* _Problem A_: In the password-hashing discussion, what happens when someone replays a hash to an average HTTP service?
* _Problem B_: Pick up the password-hashing discussion after its final sentence, writing the next reply in the thread.
---------- Source passage ----------
And if an attacker gets SQLi or whatever and dumps the passwords they're that much harder to crack - you've added hundreds of thousands of iterations of key stretching, and it's totally distributed to clients so you don't even have to worry about it blowing up your db/ auth service CPU.

And it's trivial to implement, which is the really important part. ZKP is a lot more work, but what I described is like 5 extra minutes and pretty trivial.

> hash(static-pepper, username, password) * 250k

Though this is obviously better from a wire-interception PoV, it means that you can't enforce any password policies, or maintain a list of leaked/bad passwords (e.g HIBP)

You can enforce password policy client side. A technical user can go way out of their way to bypass it, but honestly, at that point who cares? If you really want to you can send up some metadata or something I guess.

Another option is to send the password at user creation time, but then to rely on a hash at login time. Now there's leak potential, but it's you just have to audit for leaks in one part of the codebase.

There's a lotta stuff you can do to improve upon the very quick version I'd mentioned.

Why not hash the password instead?
Hashing the password client-side makes a leak of the password hashes (which happens all the time) equivalent to leaking the password itself.

https://en.wikipedia.org/wiki/Pass_the_hash

It's definitely not equivalent. The plaintext isn't (as easily) recoverable, which means that if the user used the same plaintext password for another service it's (somewhat more) protected.

Pass The Hash is also protocol specific - if you try to replay a hash to your average HTTP service it won't go "oh, it's already hashed, thanks" it'll just hash it again and you'll fail to authenticate.

Then just add a time sensitive seed to it? I don't think it is equivalent to leaking plaintext. It can't be used to guess passwords on other websites.

If your SSL layer is compromised, you can't trust the client-side encryption. The attacker can send arbitrary javascript.

> Then just add a time sensitive seed to it? I don't think it is equivalent to leaking plaintext. It can't be used to guess passwords on other websites.

You're reinventing password hashing and salting. Further, there's no guarantee that the has cannot be used to guess passwords on other sites. For what benefit, exactly? Your hash is now the password, and basically as dangerous as it was in a more conventional arrangement.

Pass-the-hash is a real kind of vulnerability that has been used to exploit real systems. We might be better off sticking with design approaches that don't have this problem instead of trying to fix out way out of the problem.

> If your SSL layer is compromised, you can't trust the client-side encryption. The attacker can send arbitrary javascript.

Are you sure this is what it's guarding against? A sophisticated application architecture might involve a load balancer decrypting and doing the initial routing, several sets of data handoffs, and then the application that needs it handling the password. Any one of them could mishandle or leak the password, but only the one at the end actually needs it in the clear.

How exactly is asking for my password to be hashed "reinventing password hashing and salting"? Seems like the opposite, no?

If your password is properly salted, it can't be used to guess passwords on other sites, that's the whole point of salt and hash.

The fact that RSA is being used means that your plain-text password is going to appear on their servers. Maybe it won't get cracked in the SSL layer, but it is still there.
---------- Entries provided ----------
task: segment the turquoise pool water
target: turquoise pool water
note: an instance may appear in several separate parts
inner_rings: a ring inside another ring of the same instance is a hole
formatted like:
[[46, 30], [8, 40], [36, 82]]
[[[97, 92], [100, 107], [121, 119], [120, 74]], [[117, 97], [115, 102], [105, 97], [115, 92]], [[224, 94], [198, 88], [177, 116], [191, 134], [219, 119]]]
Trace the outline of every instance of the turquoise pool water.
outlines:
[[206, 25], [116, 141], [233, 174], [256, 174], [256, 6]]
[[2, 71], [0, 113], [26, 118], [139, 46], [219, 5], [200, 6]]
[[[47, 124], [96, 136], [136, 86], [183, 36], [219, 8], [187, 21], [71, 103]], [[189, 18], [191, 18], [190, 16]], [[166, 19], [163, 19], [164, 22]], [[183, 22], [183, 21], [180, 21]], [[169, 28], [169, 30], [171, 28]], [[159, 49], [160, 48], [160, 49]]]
----------
* _Task answer A_: The service hashes it again, and authentication fails.

* _Task answer B_:
> Are you sure this is what it's guarding against? A sophisticated application architecture might involve a load balancer decrypting and doing the initial routing, several sets of data handoffs, and then the application that needs it handling the password. Any one of them could mishandle or leak the password, but only the one at the end actually needs it in the clear.

Do you realize that if an adversary even only has read access to the SSL layer, they can just copy the cookie and steal the account that way?

> How exactly is asking for my password to be hashed "reinventing password hashing and salting"? Seems like the opposite, no?

You've already started to add new things, like a TOTP-ish element, to stymie replays. Then the server has to check what it's been fed, having stored neither the original password nor the hash of the password it's been passed. It cannot be allowed to have the hash because the has is now the password. It need something safe-ish to store that the input can be computed on to make comparisons possible.

Now you have all the problems of server-side hashing and comparison coupled with extra client-side hoops.

Again, what have you gained?

> Do you realize that if an adversary even only has read access to the SSL layer, they can just copy the cookie and steal the account that way?

You are absolutely correct. That is completely accurate in every single possible way.

Do you think that perhaps there might be other reasons to consider here? Such as debugging, logging systems, and so on? Perhaps there are design goals beyond blocking direct attacks. On an average day, most of these systems will be more likely to be accessed and used by authorized administrators than by external adversaries, after all. Many security incidents arise not out of malice, but out of tools behaving dangerously. I know I've dealt with sensitive material leaking into logs.

I hope I have made myself clearer. I can see I failed to communicate effectively previously. Please, don't hesitate to say so if I have failed either there or in understanding your points.

You could. That's how something like CHAP works.

You'd actually end up hashing it twice. Once using the salt to go from plaintext to what the sever has stored and then again using the challenge.

It has problems though. The strength of your password hashing would be limited by what the weakest client could do, rather than what the server could do. Asymmetric encryption ends up being simpler.

So what you’re saying is if you know what you’re doing and you don’t log any clear text passwords it’s fine to not double encrypt?
It's extremely naive to think that bugs and mistakes only happen to those who "don't know what they're doing".
At some point we must simply “know what we are doing” and do something. Software would be a tedious affair if you have to approach everything from the perspective that maybe you don’t really know what you’re doing and need to implement some way to verify.
What are unit tests, linters, SAST tools, and more all for? Naively, it seems to me that we swim in a great sea of tools to verify that we do, in fact, know what we're doing.
How do you know your tests are correctly testing what you need to test? Tests all the way down?
An excellent question! One reflecting true wisdom.

The answer is that you never have true certainty. What you get is smaller error bars with each set of tools and tests until you find the error bars and effort involved both acceptable.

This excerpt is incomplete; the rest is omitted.